START Supplied passage

Fill ‘er Up

Several years ago at a banquet, I stood at the podium to introduce the evening’s guest speaker. After sharing some of her background and accomplishments, I went with the expected, “So without further ado, please welcome”…, and then I paused. And paused some more. I’d forgotten the speaker’s name. The silence, as the saying goes, was deafening. Eventually I found her name in my notes, but not without an uncomfortable gap in my speech. Perhaps a filler word would’ve smoothed things over.

Do you use filler words?  Actually, let’s make that question a statement.  You use filler words.  Every now and then in conversation you’ll throw in the occasional “uh”, “like”, or “so”.  Filler words do exactly what their label implies: they fill up the awkward gap of silence created by a pause.  Every one of us can recall an experience where we’ve left out filler words in a vain attempt to keep the polish on our speech, but it’s a no-win situation.  If you go with the pause your audience looks at each other with one of those Is he okay? glances.  If you go with a filler word you’re hinting you’re not completely on top of your material.

END Supplied passage
START Supplied material

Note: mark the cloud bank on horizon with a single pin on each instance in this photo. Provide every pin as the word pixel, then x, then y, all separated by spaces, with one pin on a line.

END Supplied material

* Request 1
Copy word for word the part of the essay on filler words that begins at the words "Do you use filler" and stops after "of your material.".
* Request 2
Continue the essay on filler words, starting right after its last sentence.

* Reply 1
Do you use filler words?  Actually, let’s make that question a statement.  You use filler words.  Every now and then in conversation you’ll throw in the occasional “uh”, “like”, or “so”.  Filler words do exactly what their label implies: they fill up the awkward gap of silence created by a pause.  Every one of us can recall an experience where we’ve left out filler words in a vain attempt to keep the polish on our speech, but it’s a no-win situation.  If you go with the pause your audience looks at each other with one of those Is he okay? glances.  If you go with a filler word you’re hinting you’re not completely on top of your material.

* Reply 2
The parade of filler words is much longer than the commoners I mentioned above.  The filler “uh” comes from its own family, including “um”, “oh”, “er”, and “ah”; tiny signs of reluctance to say whatever comes next.  And speaking of next, how about “very”, “really”, and “highly”?  These three are fillers disguised as words of emphasis but are usually superfluous.  Then we have “You know…” and “You see…”, which seem to politely draw the listener into the conversation.  But sorry, they’re also fillers, allowing a pause at the start of a thought.  Finally (as if there’s an end to this parade), let’s add “I guess” and “I suppose”, both designed to soften a response when what you should go with instead is a confident “yes” or “no”.

I deliberately skipped one filler here because it deserves it’s own parade.  “Like” sprinted to the front and center of casual English in the last couple of generations, taking up a lot of the spaces “uh” and his pals used to fill.  Some people use “like” so often it starts to feel like every other word they’re saying.  But make no mistake – every “like” is simply a mini-pause to allow the speaker to reboot their thoughts.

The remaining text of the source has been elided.